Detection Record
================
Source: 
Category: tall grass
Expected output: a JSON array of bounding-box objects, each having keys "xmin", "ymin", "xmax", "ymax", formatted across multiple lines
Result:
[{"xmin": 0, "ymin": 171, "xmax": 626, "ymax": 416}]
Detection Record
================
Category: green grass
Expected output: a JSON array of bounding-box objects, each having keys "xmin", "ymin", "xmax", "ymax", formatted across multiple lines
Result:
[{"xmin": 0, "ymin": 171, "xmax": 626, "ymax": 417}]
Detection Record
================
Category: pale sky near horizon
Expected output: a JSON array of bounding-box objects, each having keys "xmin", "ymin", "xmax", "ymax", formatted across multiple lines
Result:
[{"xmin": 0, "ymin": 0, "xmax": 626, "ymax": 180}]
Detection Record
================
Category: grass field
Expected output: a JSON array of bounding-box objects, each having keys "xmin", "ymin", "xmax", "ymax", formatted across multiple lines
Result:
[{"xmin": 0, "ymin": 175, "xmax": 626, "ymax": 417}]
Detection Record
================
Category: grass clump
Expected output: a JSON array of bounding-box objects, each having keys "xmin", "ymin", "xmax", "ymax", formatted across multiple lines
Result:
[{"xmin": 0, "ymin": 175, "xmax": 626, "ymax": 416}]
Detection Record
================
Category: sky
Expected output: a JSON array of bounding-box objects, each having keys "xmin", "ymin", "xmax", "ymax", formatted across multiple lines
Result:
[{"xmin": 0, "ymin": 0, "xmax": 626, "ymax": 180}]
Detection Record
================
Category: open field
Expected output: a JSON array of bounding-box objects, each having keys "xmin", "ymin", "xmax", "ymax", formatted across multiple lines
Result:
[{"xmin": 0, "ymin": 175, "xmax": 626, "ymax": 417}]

■ ■ ■

TASK DIRECTIONS:
Select and copy every line in the records above that contains the string "grass". Matches are case-sensitive.

ANSWER TO THIS EXERCISE:
Category: tall grass
Category: green grass
Category: grass field
Category: grass clump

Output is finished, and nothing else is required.